* BEGIN *

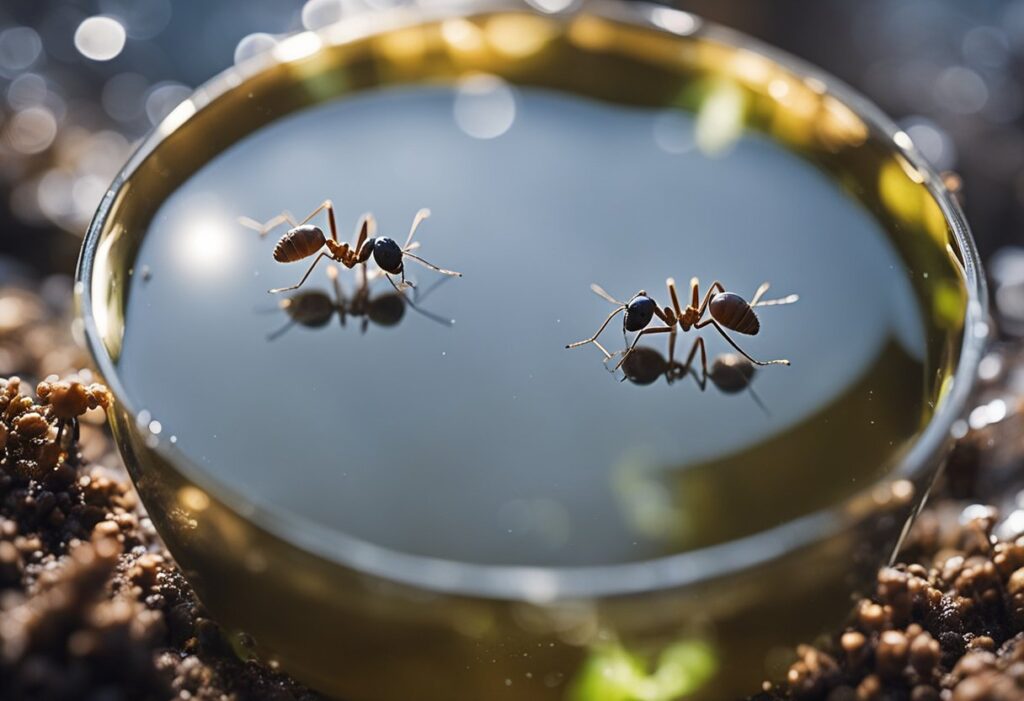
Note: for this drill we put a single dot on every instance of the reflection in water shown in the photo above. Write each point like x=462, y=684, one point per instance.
x=315, y=308
x=519, y=464
x=729, y=373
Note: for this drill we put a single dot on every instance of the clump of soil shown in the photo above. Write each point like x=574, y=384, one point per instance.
x=91, y=605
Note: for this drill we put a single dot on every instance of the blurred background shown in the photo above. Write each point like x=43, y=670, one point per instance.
x=81, y=81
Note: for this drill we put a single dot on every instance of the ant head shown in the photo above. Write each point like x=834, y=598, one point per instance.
x=639, y=311
x=731, y=373
x=387, y=254
x=387, y=310
x=643, y=365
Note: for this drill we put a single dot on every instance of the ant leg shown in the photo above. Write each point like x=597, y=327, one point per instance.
x=299, y=283
x=698, y=344
x=269, y=224
x=368, y=227
x=732, y=343
x=701, y=380
x=424, y=263
x=645, y=332
x=675, y=298
x=339, y=294
x=593, y=339
x=417, y=220
x=430, y=315
x=329, y=206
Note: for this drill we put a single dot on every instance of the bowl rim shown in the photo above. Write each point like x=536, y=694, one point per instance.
x=538, y=583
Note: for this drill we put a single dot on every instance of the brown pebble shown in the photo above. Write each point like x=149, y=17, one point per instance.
x=32, y=425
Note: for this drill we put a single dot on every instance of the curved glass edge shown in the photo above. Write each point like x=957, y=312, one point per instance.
x=535, y=583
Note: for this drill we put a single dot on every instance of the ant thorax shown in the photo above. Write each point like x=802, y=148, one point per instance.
x=341, y=253
x=689, y=316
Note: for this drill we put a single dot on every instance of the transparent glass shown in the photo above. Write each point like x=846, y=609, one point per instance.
x=363, y=621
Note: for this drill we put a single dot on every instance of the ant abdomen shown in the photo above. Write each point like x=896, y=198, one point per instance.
x=733, y=312
x=299, y=243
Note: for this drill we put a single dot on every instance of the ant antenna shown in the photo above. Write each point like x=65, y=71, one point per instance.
x=406, y=250
x=757, y=302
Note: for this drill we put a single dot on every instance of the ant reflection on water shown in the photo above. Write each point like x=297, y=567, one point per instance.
x=720, y=309
x=729, y=373
x=315, y=308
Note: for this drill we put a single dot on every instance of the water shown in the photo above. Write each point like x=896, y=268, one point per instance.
x=487, y=441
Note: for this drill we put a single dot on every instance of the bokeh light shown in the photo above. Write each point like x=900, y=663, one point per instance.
x=484, y=106
x=100, y=38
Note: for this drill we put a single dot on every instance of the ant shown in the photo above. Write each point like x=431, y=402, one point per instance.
x=724, y=310
x=304, y=239
x=314, y=309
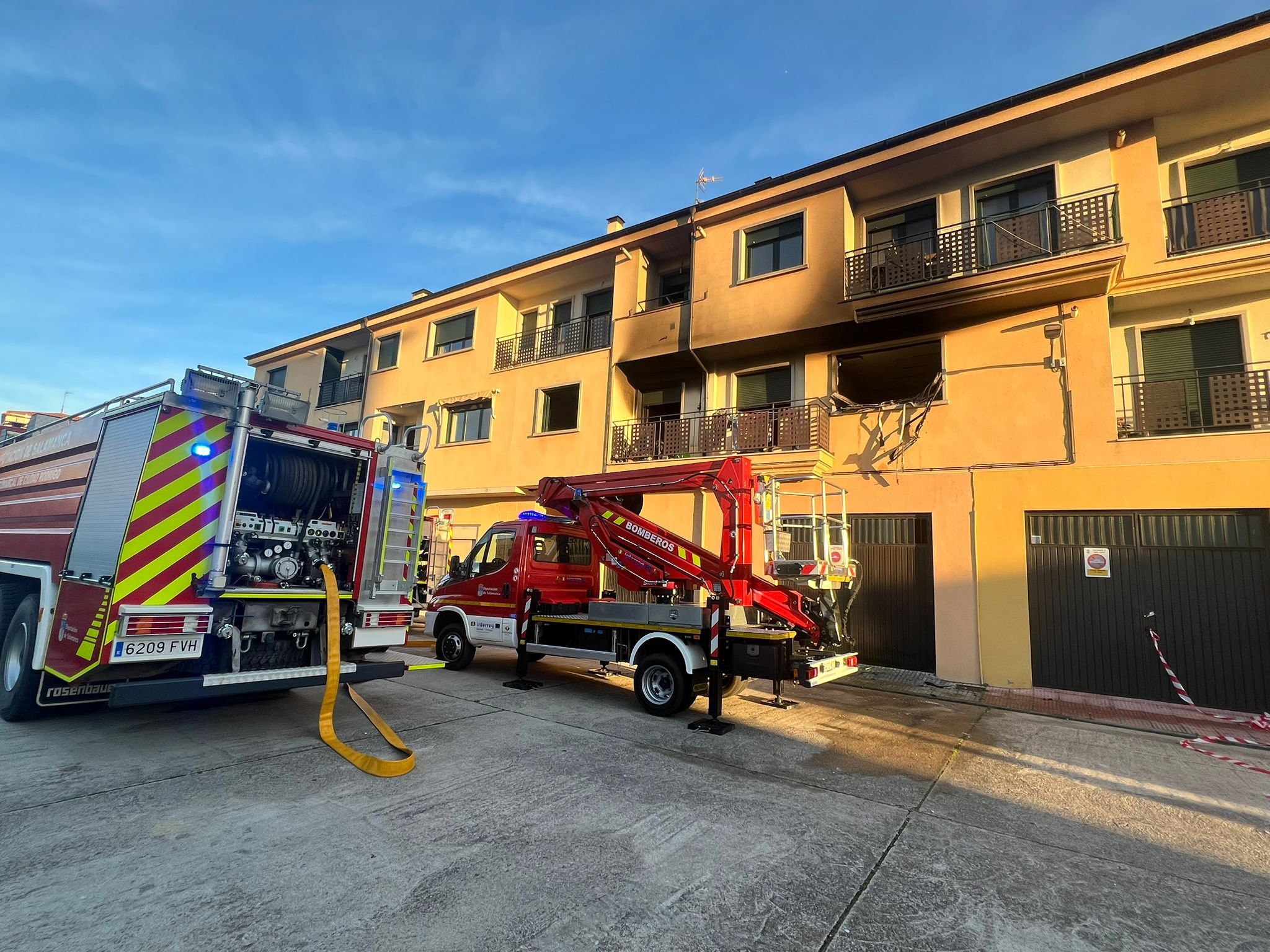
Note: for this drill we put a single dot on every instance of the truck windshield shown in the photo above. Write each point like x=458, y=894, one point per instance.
x=562, y=550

* END *

--- What to produce ---
Could you copy out the stretch of the listing from its very start through the line containing "x=535, y=583", word for word and including both ends, leaving out the pictures?

--- Worked solution ---
Note: for this drill we put a single dot on every instance of the reflection in water shown in the photo above. Write each point like x=462, y=684, one point per instance.
x=315, y=308
x=519, y=464
x=729, y=373
Note: for this drill we put a single dot on every instance of the clump of soil shown in the photo above. Write each point like x=574, y=384, one point per instance.
x=91, y=605
Note: for this drill we put a single dot on every instance of the blurred background shown in the photo above. Write each point like x=43, y=670, one point per instance.
x=81, y=81
Note: for this drill we put a single dot on every instance of the ant head shown in the photo above. Write each point like x=834, y=598, one point per instance.
x=639, y=311
x=731, y=373
x=387, y=254
x=387, y=310
x=643, y=365
Note: for this drill we put a single dot on every instance of the ant leg shown in the photo above. Write each point like x=597, y=327, one point per instance.
x=299, y=283
x=698, y=344
x=269, y=224
x=368, y=227
x=732, y=343
x=701, y=380
x=424, y=263
x=645, y=332
x=675, y=298
x=339, y=294
x=593, y=339
x=417, y=220
x=430, y=315
x=329, y=206
Note: for this drill we put a single dot on every instance of the bowl rim shown in the photo above. Write each point like x=536, y=694, one point per instance.
x=538, y=583
Note: for this drill we put a single dot on every instance of the brown pebble shown in the photo above. Write each point like x=149, y=17, one point per instance.
x=32, y=425
Note: for this drill we put a single dot on every instance of the curved glass edge shown in the photo above. Write each point like x=957, y=312, one point per instance.
x=535, y=583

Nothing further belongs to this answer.